**Exercise prompt**
According to the page text about the Niger Delta, what did the area serve as before the nation of Nigeria came into existence?

**Page text**

****************************************

Another in the dishonor roll of the world’s most heavily polluted sites is the Niger Delta, at the mouth of the River Niger. Before the nation of Nigeria came into existence, the area was the largest point of export for the slave trade, thereby marking it with bad karma for the centuries to come.
Although the 21st century’s energy economy has replaced brutally oppressed human laborers with “energy slaves,” the Niger Delta remains one of the focal points of the system, and it’s a pretty brutalized place:
Diverse animals and plant species, which are native to the area, are now threatened with extinction due mainly to very serious ecological damage caused by over fifty years of crude oil exploration and extractions. Other consequences of this include negative impacts on the fertility and life span of inhabitants in such a manner that life expectancy is falling and the birth of abnormal babies and plants has increased. Malnutrition is a major problem especially among children. Water-related diseases and waste disposal practices constitute serious problems throughout the area. Studies of the six major causes of death in Nigeria (measles, malaria, pneumonia, tetanus, dysentery and tuberculosis) indicate that the coastal area constitutes a zone of disproportionately high mortality proneness to these diseases. HIV/AIDS is also a significant problem with the UN estimating that there are 930,000 HIV/AIDS orphans in Nigeria.
The impacts of the oil industry have led to the Niger Delta becoming the most underdeveloped region in Nigeria. The Nigerian state and the oil companies such as Shell, ExxonMobil and Chevron continuously use diplomatic overtures to evade taking responsibility for this state of disrepair. On the one hand the Nigerian government has been consistent in making diplomatic calls and appeals to the oil companies to develop the region and ensure good relations with the people. On the other hand the companies welcome the calls but argue that since they pay huge grants to the federal government, the onus lies on government to take responsibility for the upkeep and development of the Niger Delta region. It is against this background of internal colonialism that current resource control and minority agitations in the Delta have become increasingly virulent and violent, with repeatedly bloody repercussions. The current wave of kidnappings and instability in the Delta puts security in the region on a par with Chechnya and Colombia.

****************************************

**Referring expression pointing data**
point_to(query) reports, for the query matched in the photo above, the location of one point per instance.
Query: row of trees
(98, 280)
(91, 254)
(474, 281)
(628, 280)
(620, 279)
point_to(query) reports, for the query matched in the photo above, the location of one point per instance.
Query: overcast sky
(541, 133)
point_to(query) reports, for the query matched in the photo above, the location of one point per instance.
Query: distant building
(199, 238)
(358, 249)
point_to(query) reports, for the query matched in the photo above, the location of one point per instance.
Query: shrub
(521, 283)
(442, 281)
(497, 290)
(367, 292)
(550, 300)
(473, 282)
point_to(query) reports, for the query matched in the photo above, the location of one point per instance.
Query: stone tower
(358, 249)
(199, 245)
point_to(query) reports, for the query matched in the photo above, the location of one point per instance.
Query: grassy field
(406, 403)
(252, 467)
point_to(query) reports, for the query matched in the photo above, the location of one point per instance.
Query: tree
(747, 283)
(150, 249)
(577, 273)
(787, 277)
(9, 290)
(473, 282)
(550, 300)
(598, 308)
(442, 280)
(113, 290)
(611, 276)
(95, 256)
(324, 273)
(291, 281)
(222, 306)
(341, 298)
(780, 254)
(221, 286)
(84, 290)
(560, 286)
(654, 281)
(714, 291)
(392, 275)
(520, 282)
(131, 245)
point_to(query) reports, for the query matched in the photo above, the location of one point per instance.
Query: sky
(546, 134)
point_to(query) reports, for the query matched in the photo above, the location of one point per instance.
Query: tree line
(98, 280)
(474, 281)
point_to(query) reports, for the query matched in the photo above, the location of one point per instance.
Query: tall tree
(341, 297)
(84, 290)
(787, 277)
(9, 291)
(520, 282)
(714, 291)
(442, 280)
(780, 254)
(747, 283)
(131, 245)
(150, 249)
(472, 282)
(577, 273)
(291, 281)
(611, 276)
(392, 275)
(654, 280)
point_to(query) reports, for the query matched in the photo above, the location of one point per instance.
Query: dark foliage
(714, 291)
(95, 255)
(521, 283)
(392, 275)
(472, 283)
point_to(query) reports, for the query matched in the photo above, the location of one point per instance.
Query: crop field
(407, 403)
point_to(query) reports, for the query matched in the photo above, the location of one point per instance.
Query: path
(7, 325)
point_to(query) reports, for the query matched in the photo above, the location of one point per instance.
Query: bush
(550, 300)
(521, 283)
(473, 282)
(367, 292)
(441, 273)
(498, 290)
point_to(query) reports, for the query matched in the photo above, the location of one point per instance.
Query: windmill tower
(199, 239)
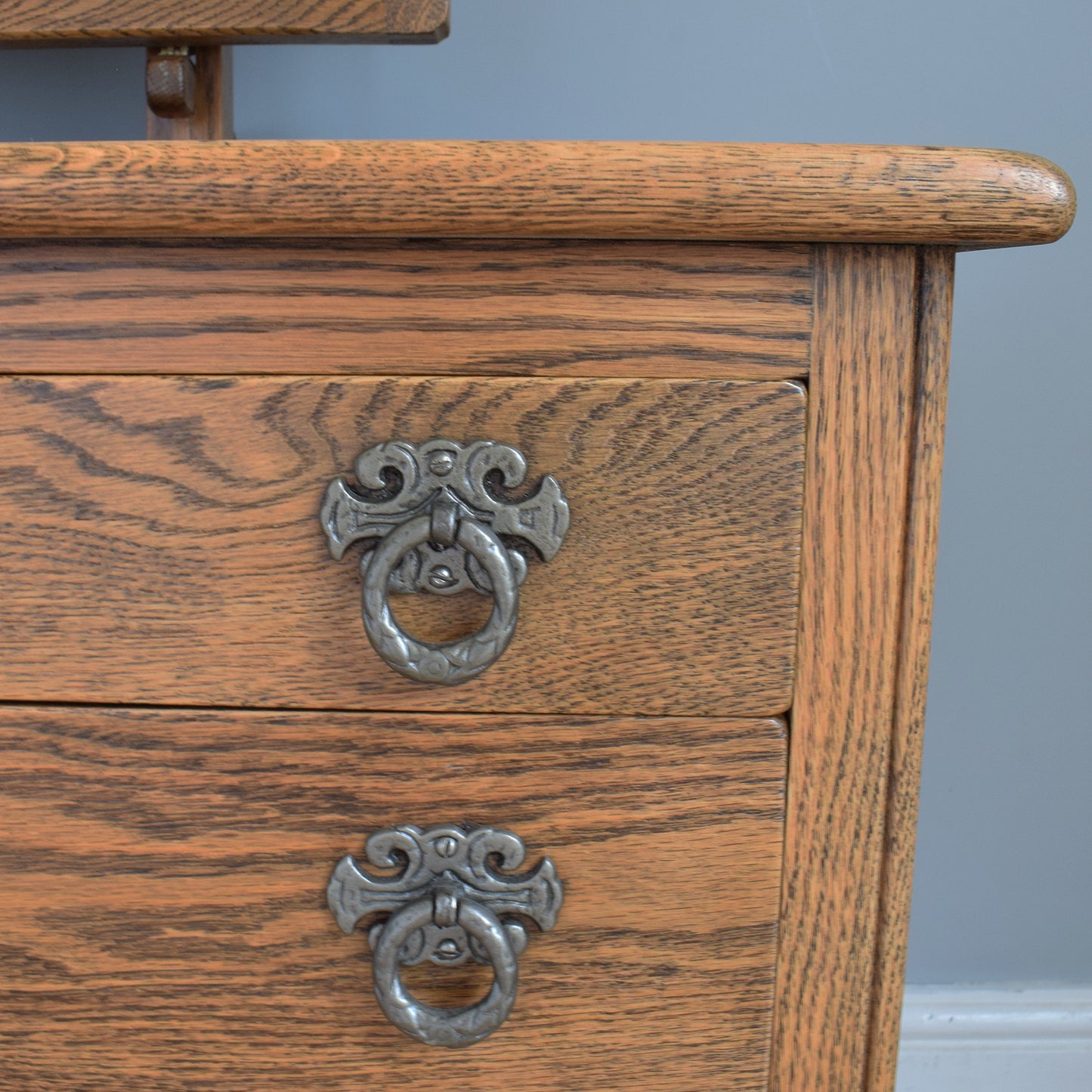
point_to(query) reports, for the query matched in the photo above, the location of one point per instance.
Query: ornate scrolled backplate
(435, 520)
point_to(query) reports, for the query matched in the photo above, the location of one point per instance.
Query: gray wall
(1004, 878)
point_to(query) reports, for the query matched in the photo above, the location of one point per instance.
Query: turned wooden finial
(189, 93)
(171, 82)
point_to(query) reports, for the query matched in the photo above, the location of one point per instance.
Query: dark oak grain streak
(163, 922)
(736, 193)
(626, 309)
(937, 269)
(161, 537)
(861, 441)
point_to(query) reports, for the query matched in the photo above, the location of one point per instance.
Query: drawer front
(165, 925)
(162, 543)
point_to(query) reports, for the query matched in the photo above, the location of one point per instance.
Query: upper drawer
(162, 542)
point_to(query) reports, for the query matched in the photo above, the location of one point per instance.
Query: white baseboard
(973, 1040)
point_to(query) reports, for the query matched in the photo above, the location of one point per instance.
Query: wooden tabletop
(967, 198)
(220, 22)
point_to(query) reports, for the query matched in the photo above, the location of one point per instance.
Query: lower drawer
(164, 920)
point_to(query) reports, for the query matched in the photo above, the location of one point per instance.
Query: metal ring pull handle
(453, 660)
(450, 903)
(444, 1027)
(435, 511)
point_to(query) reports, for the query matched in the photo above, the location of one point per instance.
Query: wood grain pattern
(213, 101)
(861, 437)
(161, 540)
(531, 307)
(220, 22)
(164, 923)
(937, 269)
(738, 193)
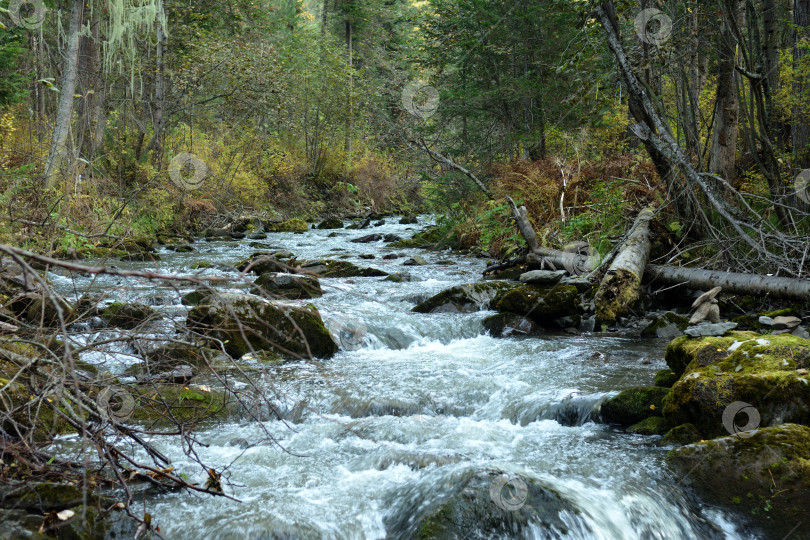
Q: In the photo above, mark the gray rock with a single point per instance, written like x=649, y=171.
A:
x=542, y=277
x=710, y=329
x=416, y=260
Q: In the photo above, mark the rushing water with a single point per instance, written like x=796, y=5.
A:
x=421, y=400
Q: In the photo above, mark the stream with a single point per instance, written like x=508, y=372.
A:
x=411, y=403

****************************************

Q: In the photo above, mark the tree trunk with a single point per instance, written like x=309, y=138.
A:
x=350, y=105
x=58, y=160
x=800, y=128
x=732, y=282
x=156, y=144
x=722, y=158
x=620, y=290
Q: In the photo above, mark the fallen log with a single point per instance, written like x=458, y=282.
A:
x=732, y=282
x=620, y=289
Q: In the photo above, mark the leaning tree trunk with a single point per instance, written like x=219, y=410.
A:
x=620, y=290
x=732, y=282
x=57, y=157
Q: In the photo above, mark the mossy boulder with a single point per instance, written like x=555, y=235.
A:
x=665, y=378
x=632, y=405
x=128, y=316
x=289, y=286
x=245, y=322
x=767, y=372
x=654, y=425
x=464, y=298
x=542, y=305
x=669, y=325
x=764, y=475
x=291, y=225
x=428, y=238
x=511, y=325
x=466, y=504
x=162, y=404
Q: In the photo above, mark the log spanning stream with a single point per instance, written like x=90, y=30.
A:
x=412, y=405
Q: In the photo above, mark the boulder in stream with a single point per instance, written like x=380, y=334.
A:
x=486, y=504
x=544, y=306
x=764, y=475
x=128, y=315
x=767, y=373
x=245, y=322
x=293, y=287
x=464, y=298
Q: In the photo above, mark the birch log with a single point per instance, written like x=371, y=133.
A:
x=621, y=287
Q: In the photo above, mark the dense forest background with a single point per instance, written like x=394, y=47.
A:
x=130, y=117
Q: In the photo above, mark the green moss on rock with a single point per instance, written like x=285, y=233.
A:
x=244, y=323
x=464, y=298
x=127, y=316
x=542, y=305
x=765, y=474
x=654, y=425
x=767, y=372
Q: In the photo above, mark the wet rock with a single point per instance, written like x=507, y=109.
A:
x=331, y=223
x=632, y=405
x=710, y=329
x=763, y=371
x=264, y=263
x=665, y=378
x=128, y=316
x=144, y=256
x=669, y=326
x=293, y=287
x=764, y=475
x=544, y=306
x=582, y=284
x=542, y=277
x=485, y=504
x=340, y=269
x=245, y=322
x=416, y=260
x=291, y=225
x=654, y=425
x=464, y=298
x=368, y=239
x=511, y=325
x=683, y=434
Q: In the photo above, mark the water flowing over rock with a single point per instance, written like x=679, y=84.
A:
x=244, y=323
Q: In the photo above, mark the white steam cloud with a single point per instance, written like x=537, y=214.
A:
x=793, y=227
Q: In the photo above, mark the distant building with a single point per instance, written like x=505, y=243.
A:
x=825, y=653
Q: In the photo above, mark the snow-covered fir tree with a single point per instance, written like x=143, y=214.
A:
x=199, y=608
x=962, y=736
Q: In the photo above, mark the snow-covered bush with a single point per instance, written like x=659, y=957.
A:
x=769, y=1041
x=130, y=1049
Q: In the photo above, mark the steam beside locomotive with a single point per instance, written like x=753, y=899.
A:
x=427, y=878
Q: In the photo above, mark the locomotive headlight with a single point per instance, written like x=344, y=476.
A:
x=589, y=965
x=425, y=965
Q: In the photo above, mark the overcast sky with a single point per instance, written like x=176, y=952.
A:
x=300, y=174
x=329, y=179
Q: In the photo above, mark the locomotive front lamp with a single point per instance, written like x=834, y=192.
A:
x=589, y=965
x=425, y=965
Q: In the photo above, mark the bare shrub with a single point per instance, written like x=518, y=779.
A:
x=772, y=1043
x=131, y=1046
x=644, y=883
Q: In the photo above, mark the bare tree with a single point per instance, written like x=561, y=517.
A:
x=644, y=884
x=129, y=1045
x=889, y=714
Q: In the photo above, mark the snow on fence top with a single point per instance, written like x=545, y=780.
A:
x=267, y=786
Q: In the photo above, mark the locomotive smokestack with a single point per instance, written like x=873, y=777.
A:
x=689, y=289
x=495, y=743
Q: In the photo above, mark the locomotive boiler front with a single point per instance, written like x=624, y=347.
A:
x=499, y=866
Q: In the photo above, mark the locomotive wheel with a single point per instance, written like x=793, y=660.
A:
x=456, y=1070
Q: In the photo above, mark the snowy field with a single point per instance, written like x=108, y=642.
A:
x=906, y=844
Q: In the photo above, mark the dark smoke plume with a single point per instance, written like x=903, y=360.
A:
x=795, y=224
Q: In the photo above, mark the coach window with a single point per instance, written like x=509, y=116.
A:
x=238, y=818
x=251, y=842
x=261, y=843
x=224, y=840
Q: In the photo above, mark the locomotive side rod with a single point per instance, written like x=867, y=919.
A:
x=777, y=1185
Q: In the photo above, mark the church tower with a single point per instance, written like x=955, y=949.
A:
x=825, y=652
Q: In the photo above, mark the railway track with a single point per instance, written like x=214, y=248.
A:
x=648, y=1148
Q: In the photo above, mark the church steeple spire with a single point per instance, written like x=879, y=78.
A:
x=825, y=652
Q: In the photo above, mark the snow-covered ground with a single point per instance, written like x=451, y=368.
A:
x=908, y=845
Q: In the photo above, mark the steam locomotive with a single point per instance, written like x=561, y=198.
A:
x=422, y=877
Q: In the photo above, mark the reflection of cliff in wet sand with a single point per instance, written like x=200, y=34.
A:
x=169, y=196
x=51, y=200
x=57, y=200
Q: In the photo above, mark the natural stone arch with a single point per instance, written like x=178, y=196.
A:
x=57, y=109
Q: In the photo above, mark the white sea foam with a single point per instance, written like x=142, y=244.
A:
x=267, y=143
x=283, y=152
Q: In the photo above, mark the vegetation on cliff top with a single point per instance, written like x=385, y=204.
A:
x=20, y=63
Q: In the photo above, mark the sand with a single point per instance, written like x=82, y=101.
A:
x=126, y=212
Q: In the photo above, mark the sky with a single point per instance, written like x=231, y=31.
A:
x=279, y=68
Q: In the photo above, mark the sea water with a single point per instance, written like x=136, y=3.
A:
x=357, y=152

****************************************

**Result of the task**
It was the largest point of export for the slave trade.